§ ÉNONCÉ ÉCRIT 1: Pouvez-vous transcrire en liste JSON de chaînes, une chaîne par ligne et sans les lignes vides, les lignes de la liste qui vont de celle contenant « Guideline: the keypoint for each instance of the thin grass » jusqu'à la fin de la liste, ces deux bornes comprises ?

Quel choix peut-il encore exister pour le citoyen dès lors que les majorités élues pratiquent les mêmes politiques ? On ne peut oublier, à titre d’exemple, que c’est le gouvernement dit « de gauche plurielle » (PS-PC-Verts) de Jospin qui a défendu dans les textes européens le principe de la libéralisation de l’énergie et des transports et que ce sont les gouvernements de droite qui ont suivi qui l’ont mis en œuvre. Si voter PS ou UMP/LR, cela signifie de la même manière privatiser les institutions publiques seules de nature à rendre possible l’égalité d’accès à certains droits fondamentaux comme les gouvernements de Sarkozy et Hollande nous en ont fourni la démonstration, à quoi bon voter pour l’un ou l’autre ? Si voter PS, LR ou LREM signifie détruire l’hopital public et privatiser la santé, comme ce fut le cas depuis tant d’années et cette année encore, à quoi bon voter ?

§ ÉNONCÉ ÉCRIT 2: Pourquoi, selon l'extrait, voter PS ou UMP/LR reviendrait-il au même ?

§ EXTRAITS DE DONNÉES:
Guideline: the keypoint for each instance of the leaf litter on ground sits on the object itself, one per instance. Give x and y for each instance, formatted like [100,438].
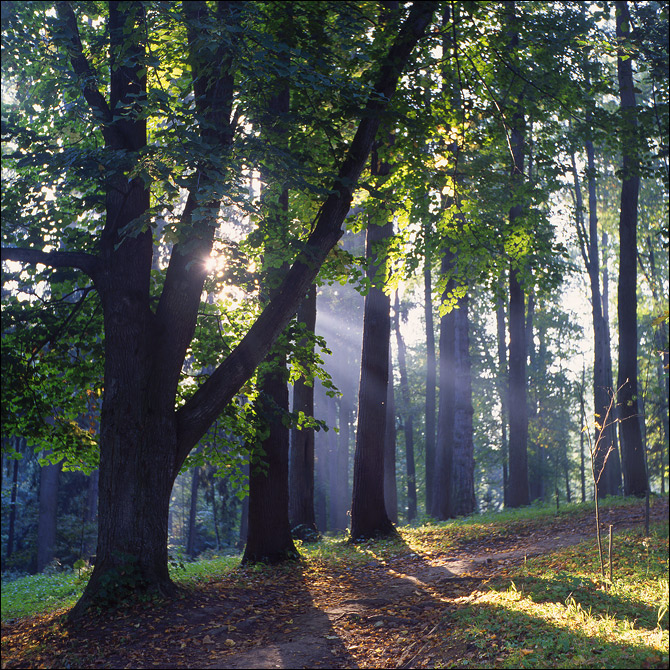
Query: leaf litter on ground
[448,595]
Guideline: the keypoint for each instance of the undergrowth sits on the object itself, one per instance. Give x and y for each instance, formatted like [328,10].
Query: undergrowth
[555,611]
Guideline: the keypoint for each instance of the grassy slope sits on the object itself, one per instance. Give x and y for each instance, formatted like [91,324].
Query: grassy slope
[552,611]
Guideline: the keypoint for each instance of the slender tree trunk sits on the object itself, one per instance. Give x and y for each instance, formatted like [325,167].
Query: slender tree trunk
[518,409]
[408,422]
[193,509]
[635,479]
[390,486]
[48,514]
[301,461]
[11,530]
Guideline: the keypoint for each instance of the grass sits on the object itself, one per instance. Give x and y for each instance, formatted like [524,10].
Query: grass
[552,611]
[555,612]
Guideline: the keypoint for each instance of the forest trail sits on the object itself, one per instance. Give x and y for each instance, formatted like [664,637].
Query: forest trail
[386,613]
[345,632]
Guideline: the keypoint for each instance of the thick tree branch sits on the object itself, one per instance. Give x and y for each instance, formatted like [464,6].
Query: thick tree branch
[195,417]
[87,74]
[87,263]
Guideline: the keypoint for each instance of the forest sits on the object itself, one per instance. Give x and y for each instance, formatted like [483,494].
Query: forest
[278,273]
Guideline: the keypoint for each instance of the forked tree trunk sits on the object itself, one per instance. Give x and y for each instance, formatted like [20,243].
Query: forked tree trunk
[635,477]
[301,454]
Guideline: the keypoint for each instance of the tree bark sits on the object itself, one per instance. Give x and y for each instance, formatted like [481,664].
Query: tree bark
[144,438]
[635,479]
[301,459]
[408,421]
[368,511]
[464,502]
[442,482]
[48,514]
[503,391]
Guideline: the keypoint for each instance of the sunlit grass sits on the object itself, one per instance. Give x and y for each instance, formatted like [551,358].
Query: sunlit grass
[555,610]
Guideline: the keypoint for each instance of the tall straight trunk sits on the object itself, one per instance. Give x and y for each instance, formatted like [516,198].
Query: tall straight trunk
[301,455]
[390,486]
[368,511]
[503,388]
[607,466]
[662,365]
[11,530]
[582,416]
[518,410]
[431,378]
[635,479]
[193,509]
[442,483]
[536,486]
[144,437]
[335,501]
[408,422]
[463,440]
[48,514]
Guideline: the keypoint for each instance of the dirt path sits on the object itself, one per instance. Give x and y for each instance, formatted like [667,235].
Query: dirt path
[318,636]
[380,614]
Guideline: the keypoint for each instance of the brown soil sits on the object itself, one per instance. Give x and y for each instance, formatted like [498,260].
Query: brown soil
[381,614]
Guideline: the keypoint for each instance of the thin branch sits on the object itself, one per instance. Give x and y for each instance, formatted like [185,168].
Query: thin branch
[87,263]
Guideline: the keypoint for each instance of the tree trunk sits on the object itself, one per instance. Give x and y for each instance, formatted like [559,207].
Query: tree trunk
[503,388]
[390,486]
[46,525]
[635,479]
[464,502]
[368,511]
[11,530]
[408,423]
[518,409]
[301,458]
[442,482]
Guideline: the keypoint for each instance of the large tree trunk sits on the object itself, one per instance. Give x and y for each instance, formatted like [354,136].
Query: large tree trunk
[390,485]
[635,478]
[431,379]
[503,392]
[518,409]
[442,481]
[368,511]
[463,450]
[269,535]
[144,438]
[193,509]
[46,523]
[607,467]
[408,422]
[301,455]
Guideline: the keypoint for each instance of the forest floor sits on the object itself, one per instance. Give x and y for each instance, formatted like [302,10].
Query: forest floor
[391,612]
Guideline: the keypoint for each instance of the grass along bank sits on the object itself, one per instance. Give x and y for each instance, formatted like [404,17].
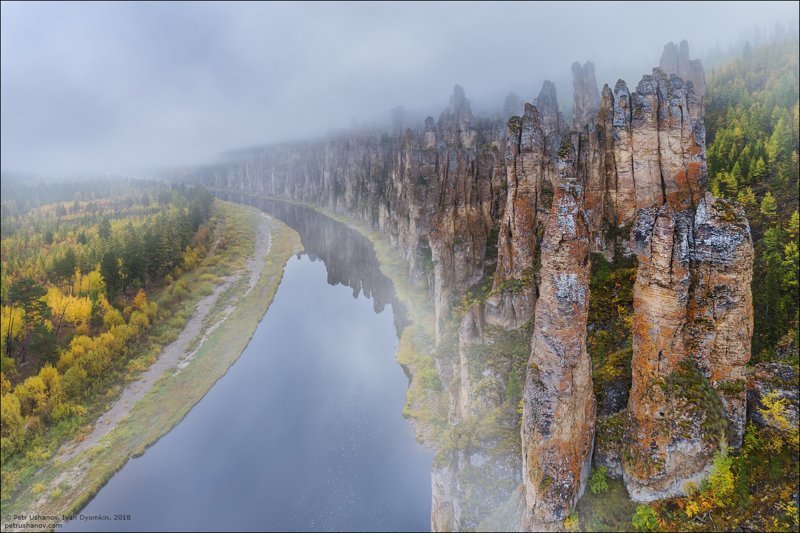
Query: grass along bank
[426,400]
[36,483]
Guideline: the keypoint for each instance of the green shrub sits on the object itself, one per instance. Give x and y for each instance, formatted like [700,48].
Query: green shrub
[598,484]
[645,519]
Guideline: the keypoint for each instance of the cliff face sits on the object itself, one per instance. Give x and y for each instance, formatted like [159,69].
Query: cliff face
[498,220]
[527,166]
[559,405]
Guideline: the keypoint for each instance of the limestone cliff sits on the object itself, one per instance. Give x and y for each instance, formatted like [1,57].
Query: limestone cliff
[559,405]
[497,220]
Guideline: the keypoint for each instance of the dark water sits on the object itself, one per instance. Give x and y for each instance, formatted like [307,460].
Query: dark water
[304,432]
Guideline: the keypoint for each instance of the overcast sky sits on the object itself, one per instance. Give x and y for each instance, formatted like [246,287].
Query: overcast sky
[119,88]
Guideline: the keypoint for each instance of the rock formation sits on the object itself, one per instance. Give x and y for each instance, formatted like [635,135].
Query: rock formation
[497,218]
[514,290]
[586,98]
[559,405]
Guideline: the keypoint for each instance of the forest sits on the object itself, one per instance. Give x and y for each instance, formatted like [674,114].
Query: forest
[752,125]
[78,283]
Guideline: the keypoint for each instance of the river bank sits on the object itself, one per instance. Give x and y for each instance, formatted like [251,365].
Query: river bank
[252,250]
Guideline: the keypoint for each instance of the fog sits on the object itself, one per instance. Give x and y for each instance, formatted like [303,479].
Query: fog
[126,88]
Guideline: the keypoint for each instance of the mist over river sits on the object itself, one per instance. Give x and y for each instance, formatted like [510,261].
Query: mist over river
[305,430]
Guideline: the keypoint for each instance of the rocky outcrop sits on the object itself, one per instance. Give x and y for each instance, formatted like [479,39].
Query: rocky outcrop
[559,405]
[720,310]
[497,218]
[586,98]
[691,339]
[513,294]
[780,381]
[675,60]
[512,106]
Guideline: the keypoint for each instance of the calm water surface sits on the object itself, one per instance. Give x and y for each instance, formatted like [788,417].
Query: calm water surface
[304,431]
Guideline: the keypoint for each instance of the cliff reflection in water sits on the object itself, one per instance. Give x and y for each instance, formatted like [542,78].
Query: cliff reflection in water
[348,256]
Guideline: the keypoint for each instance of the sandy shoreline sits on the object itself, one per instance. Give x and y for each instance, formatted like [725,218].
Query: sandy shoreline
[174,354]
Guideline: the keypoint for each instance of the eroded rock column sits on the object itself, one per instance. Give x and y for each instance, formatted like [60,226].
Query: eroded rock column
[559,405]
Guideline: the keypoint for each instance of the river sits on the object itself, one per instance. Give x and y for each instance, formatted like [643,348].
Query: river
[305,430]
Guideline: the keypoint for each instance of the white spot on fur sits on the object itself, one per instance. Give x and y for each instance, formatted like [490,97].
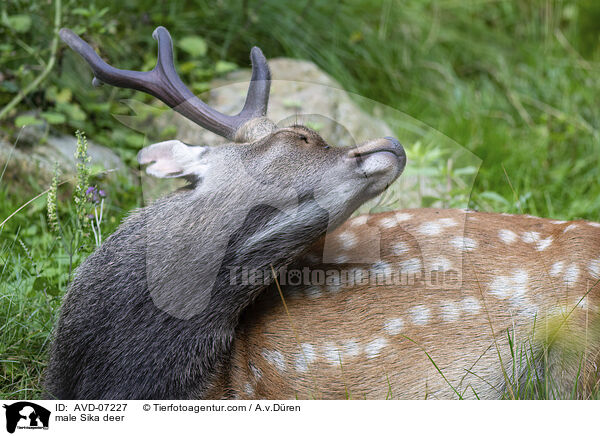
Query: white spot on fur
[306,357]
[447,222]
[530,237]
[464,243]
[400,216]
[544,243]
[594,268]
[347,240]
[373,348]
[471,305]
[435,227]
[313,292]
[332,354]
[431,228]
[388,222]
[441,264]
[411,266]
[359,221]
[256,372]
[450,311]
[420,315]
[275,358]
[507,236]
[400,248]
[334,284]
[351,348]
[557,268]
[394,326]
[342,259]
[571,275]
[381,267]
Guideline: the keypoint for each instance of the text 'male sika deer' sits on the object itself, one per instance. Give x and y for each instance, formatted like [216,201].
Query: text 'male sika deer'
[457,304]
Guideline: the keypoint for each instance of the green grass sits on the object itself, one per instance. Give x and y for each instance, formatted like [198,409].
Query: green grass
[515,83]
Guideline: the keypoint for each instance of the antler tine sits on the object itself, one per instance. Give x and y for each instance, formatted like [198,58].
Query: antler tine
[164,83]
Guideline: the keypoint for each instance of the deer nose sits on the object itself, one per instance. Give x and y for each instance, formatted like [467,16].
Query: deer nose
[398,149]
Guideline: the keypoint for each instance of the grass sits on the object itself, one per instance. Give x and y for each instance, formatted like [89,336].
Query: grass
[515,83]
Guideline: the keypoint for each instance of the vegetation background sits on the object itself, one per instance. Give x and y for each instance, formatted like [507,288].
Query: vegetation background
[515,82]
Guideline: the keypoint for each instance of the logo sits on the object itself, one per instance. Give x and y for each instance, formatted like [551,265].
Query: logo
[26,415]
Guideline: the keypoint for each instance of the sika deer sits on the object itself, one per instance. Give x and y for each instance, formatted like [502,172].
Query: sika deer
[460,304]
[152,313]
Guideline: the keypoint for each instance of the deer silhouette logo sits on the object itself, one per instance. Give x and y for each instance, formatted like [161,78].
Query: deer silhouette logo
[26,415]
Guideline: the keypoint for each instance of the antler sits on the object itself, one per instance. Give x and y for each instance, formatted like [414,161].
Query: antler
[164,83]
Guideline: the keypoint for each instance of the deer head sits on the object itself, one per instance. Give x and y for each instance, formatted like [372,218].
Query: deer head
[153,311]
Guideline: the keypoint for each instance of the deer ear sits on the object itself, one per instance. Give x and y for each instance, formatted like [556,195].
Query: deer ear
[173,159]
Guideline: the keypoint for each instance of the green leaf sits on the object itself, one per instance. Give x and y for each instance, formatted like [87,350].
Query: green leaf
[19,23]
[494,196]
[53,117]
[27,120]
[39,284]
[193,45]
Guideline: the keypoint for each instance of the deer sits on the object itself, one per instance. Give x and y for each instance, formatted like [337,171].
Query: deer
[153,312]
[408,304]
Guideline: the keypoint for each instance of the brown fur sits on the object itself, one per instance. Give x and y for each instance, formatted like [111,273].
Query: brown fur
[471,351]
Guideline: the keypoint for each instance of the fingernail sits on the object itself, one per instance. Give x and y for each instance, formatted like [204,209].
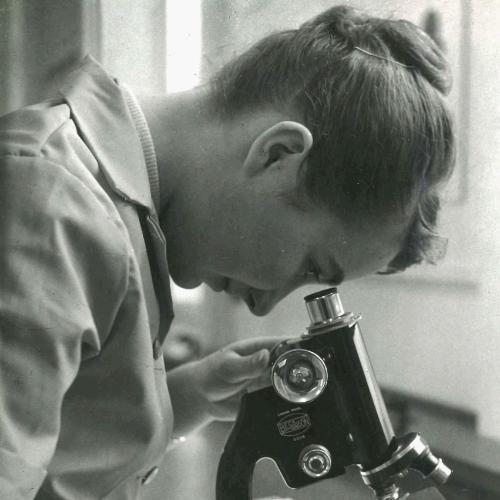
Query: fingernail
[260,357]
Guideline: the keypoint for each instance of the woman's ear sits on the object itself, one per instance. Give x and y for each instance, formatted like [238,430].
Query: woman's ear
[284,145]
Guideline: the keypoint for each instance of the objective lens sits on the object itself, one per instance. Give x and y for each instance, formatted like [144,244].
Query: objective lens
[299,375]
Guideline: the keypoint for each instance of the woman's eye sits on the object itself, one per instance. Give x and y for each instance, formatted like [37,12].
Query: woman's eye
[313,273]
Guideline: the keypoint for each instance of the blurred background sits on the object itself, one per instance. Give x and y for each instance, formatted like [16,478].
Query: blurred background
[432,333]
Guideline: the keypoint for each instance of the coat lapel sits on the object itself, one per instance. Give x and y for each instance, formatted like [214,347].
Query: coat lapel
[99,109]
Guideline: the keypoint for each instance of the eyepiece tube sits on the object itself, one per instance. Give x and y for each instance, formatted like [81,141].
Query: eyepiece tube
[324,306]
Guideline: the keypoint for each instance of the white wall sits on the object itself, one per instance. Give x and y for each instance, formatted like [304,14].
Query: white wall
[434,331]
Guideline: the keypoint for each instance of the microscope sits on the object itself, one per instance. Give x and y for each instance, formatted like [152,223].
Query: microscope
[321,412]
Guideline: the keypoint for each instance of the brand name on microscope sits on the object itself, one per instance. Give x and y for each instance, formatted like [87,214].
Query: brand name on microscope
[294,425]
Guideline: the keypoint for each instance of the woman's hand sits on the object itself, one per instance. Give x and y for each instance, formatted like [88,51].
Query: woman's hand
[211,388]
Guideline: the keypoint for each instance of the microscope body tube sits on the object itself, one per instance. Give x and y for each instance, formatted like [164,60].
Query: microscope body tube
[348,418]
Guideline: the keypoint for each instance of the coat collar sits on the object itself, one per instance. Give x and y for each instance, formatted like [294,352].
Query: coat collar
[100,111]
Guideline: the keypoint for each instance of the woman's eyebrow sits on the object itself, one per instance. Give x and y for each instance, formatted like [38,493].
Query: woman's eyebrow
[336,274]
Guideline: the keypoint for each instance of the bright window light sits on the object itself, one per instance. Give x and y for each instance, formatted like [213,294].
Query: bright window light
[183,44]
[184,296]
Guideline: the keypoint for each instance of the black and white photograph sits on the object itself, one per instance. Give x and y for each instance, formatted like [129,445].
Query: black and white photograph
[249,250]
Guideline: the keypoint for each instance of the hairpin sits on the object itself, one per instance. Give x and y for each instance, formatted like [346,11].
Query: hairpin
[382,57]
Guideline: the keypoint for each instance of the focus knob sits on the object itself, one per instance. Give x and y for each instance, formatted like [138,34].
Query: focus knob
[299,376]
[315,460]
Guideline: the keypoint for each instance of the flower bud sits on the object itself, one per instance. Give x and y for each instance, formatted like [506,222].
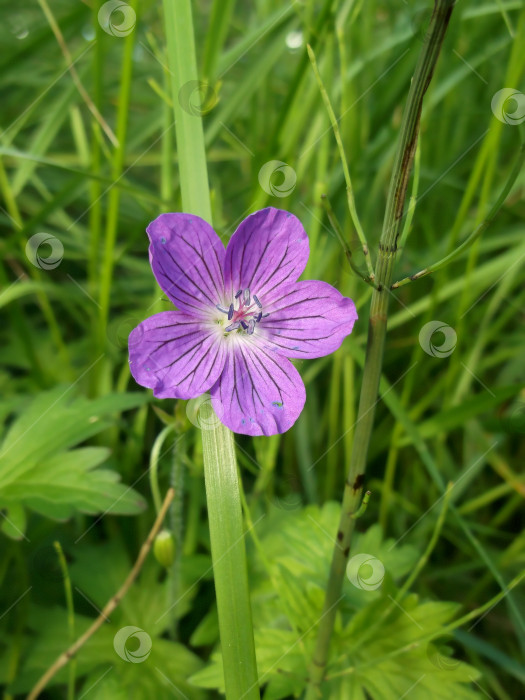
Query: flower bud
[164,548]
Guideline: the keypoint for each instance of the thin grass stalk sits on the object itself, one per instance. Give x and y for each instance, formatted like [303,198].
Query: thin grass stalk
[392,228]
[220,467]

§ RÉSULTAT 1:
[
  "Guideline: the keypoint for each instance of the thin grass stalk sits on the object itself, one per instance. Give x and y for each instance, formatted like [303,198].",
  "Query: thin grass stalk",
  "[392,228]",
  "[220,467]"
]

§ RÉSULTAT 2: Parce que voter pour l'un ou pour l'autre signifie de la même manière privatiser les institutions publiques. Ce sont pourtant les seules de nature à rendre possible l'égalité d'accès à certains droits fondamentaux. Les gouvernements de Sarkozy et de Hollande en ont fourni la démonstration.